_OBJETIVO_.
Extrae del texto sobre Tanzania y el lago Victoria el fragmento que va desde "Érase una vez" hasta "de mortalidad infantil.", ambos incluidos, sin cambiar nada.

_TEXTO DE LECTURA_.

-.-.-

Historias para no dormir

Érase una vez un país situado en la zona de los Grandes Lagos, una de las más hermosas del planeta, si hemos de hacer caso a Kapuscinski y su Ébano. Habituado a guerras tribales, hambrunas periódicas, gobiernos corruptos y SIDA pandémico, esta tierra maldecida por los Dioses creyó por un momento que la suerte se le ponía de cara cuando un extraño y descomunal pez empezó a colonizar el limítrofe lago Victoria, para regocijo de propios y (sobretodo) extraños.

El país se llamaba Tanzania y sus jerifaltes no querían saber nada de viejas rencillas entre hutus y tutsis. Habían aprendido de sus colegas occidentales a promocionarse, a “vender” los atractivos económicos de su tierra sin preocuparse de desagradables asuntos secundarios, como la miseria que reinaba entre sus conciudadanos o la altísima tasa de mortalidad infantil.

-.-.-

Registros de datos
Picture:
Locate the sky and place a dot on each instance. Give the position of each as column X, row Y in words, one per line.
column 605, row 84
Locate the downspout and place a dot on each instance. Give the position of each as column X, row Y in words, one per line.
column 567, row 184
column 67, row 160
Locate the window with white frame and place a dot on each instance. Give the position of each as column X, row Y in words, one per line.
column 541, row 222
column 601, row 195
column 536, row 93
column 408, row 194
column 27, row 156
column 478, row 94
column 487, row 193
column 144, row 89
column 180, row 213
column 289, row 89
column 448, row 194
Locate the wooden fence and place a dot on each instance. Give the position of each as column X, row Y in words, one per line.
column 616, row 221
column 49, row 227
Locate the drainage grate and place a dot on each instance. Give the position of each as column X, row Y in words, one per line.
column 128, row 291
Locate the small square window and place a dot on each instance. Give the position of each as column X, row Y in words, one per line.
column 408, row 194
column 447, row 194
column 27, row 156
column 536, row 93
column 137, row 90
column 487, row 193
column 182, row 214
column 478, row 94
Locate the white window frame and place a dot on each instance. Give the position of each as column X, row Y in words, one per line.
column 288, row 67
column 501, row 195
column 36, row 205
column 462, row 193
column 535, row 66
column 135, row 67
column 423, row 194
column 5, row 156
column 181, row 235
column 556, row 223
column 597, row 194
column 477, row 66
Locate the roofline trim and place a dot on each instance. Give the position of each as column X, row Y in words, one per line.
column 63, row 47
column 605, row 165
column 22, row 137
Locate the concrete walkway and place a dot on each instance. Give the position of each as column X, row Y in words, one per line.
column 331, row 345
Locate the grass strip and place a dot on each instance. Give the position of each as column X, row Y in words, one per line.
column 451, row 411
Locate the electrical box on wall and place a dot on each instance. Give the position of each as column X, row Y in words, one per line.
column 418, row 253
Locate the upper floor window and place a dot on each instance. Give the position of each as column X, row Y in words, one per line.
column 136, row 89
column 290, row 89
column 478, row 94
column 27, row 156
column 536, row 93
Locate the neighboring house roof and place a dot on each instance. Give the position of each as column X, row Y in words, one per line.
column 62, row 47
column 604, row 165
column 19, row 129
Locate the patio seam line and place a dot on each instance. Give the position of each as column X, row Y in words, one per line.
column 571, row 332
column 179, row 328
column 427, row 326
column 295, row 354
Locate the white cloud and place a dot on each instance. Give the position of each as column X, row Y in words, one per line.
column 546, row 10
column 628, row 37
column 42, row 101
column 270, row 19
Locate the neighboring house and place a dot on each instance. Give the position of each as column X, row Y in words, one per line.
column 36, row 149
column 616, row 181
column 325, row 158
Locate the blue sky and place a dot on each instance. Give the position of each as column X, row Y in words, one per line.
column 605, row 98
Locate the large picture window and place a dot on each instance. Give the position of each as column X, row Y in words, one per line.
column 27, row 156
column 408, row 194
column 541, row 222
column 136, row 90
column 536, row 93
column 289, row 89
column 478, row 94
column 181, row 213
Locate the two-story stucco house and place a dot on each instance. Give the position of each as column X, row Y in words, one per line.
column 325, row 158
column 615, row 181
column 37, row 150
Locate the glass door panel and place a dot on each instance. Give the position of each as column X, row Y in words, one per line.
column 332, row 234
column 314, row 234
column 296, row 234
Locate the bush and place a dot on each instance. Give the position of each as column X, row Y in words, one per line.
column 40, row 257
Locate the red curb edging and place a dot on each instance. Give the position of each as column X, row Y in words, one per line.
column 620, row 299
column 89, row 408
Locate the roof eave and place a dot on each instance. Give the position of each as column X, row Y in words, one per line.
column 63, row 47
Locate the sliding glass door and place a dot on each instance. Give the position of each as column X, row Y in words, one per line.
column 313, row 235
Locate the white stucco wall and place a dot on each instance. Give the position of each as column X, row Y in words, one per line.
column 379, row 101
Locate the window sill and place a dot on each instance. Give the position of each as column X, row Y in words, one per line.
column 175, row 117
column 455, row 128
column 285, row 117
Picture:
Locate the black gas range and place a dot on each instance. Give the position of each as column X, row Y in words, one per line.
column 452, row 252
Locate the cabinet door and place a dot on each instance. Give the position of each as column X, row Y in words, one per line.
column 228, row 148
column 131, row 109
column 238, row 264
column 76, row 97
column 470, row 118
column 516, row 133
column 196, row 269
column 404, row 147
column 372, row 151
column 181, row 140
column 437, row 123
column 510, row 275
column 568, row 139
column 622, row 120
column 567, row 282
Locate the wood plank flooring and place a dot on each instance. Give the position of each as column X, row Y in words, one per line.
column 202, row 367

-.-.-

_SOLUCIÓN_.
Érase una vez un país situado en la zona de los Grandes Lagos, una de las más hermosas del planeta, si hemos de hacer caso a Kapuscinski y su Ébano. Habituado a guerras tribales, hambrunas periódicas, gobiernos corruptos y SIDA pandémico, esta tierra maldecida por los Dioses creyó por un momento que la suerte se le ponía de cara cuando un extraño y descomunal pez empezó a colonizar el limítrofe lago Victoria, para regocijo de propios y (sobretodo) extraños.

El país se llamaba Tanzania y sus jerifaltes no querían saber nada de viejas rencillas entre hutus y tutsis. Habían aprendido de sus colegas occidentales a promocionarse, a “vender” los atractivos económicos de su tierra sin preocuparse de desagradables asuntos secundarios, como la miseria que reinaba entre sus conciudadanos o la altísima tasa de mortalidad infantil.